## What needs to be done
Pull out the items below, starting at the line that contains "Request = tag one keypoint per instance of the wristband" and ending with the last line of the items, and copy them word for word.

::: Information shown

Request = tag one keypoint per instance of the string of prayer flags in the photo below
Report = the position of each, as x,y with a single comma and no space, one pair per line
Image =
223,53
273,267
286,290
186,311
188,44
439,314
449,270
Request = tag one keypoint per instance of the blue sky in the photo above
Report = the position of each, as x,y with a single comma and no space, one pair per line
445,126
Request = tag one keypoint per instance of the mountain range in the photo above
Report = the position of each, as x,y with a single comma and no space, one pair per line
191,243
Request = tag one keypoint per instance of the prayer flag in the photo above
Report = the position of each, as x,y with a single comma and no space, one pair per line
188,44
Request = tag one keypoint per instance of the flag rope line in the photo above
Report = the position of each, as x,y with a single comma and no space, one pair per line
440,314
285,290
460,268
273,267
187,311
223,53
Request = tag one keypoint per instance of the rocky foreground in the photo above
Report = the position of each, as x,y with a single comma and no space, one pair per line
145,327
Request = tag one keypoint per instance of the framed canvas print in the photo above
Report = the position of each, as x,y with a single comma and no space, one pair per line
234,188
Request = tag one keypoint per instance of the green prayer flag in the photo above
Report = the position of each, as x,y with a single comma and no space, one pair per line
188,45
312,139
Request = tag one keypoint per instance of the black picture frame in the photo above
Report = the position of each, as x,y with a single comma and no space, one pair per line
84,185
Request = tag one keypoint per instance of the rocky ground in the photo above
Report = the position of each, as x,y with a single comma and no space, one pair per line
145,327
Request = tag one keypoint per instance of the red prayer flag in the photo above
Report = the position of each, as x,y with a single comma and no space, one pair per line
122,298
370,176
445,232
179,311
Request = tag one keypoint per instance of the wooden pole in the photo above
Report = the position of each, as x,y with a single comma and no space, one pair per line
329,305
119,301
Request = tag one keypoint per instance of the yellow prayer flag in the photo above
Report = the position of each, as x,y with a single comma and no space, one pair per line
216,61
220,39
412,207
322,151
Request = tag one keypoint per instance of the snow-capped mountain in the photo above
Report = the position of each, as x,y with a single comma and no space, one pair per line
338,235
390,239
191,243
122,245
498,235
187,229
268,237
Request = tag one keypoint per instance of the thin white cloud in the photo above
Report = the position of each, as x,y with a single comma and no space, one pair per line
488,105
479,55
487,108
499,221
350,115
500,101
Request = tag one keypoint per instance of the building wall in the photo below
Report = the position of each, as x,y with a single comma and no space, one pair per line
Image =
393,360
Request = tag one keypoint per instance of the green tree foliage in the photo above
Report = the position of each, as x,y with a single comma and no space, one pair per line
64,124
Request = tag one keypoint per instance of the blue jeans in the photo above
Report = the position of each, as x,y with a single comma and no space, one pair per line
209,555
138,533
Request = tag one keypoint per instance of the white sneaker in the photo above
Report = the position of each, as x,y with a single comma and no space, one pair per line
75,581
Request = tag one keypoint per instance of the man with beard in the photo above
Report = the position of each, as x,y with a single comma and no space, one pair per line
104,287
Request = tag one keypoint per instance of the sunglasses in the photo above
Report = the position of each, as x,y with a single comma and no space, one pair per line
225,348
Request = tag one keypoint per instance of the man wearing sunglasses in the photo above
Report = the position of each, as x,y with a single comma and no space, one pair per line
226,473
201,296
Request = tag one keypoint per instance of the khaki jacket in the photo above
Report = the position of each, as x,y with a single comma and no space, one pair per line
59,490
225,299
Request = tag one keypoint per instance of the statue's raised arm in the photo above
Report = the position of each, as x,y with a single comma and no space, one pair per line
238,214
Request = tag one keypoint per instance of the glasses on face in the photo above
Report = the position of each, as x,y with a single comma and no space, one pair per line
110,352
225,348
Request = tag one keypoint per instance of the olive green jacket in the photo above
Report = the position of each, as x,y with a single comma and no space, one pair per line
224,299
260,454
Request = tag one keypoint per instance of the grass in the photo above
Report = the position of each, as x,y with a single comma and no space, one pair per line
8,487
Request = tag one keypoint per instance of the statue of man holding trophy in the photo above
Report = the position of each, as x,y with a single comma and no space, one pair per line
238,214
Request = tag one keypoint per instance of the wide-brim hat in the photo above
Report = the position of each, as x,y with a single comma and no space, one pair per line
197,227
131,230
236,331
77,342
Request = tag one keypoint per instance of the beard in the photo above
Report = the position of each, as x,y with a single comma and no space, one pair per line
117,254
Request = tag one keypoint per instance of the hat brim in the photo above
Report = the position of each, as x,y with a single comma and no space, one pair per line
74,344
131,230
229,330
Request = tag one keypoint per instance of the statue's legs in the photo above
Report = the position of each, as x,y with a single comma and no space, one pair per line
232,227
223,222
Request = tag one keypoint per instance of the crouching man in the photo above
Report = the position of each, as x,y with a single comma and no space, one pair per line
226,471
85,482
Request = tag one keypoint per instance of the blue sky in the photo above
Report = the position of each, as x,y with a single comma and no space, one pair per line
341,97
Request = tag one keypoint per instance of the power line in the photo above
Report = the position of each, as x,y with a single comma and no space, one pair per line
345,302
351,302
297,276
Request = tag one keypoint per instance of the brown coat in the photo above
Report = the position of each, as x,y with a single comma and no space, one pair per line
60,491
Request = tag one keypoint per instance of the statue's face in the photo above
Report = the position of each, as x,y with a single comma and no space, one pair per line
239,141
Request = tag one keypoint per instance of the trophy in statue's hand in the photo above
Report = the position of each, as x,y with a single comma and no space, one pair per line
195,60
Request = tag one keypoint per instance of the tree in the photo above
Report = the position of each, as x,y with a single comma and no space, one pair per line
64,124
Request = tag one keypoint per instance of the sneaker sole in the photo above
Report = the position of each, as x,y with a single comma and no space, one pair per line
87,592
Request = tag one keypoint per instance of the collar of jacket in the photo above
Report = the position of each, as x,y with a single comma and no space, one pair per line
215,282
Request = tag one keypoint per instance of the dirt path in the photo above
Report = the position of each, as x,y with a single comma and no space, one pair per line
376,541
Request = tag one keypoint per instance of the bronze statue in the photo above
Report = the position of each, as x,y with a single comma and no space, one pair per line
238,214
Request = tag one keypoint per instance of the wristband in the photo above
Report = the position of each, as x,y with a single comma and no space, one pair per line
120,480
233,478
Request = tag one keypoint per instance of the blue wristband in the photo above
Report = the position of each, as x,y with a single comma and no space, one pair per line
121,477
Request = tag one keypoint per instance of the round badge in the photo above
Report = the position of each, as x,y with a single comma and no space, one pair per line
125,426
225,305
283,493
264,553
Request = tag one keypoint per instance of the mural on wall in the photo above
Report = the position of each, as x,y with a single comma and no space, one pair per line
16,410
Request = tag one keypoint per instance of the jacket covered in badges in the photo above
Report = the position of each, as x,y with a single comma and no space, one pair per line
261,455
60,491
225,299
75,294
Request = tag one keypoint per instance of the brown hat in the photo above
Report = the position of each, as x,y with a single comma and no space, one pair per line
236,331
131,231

::::::

## Finished answer
Request = tag one keypoint per instance of the wristband in the photo above
Report = the position of each, as x,y with a single comma and no space, one pair per line
120,480
233,478
Request = tag one keypoint per instance of the blue wristband in the photo above
Report = the position of each, as x,y with a single comma and no space, one pair per line
121,477
Request = tag one keypoint per instance of the round badge in the photo above
Report = the position of each, as x,y with a single comma and no space, one pair per line
125,426
225,305
283,493
264,553
Request = tag one keypoint per instance of the mural on wall in the photo above
Report = the position of each, as x,y with a single comma and no space, one pair per line
16,410
Request = tag one keypoint per instance of the jacket covered in badges in the photo above
Report = the position of each, as x,y with a single comma and no space, one pair per line
261,455
60,491
225,299
75,294
Request = tag one keypoint per instance of the brown hat in the photo above
Report = the position of each, as x,y with a single comma and no space, one pair per line
236,331
131,231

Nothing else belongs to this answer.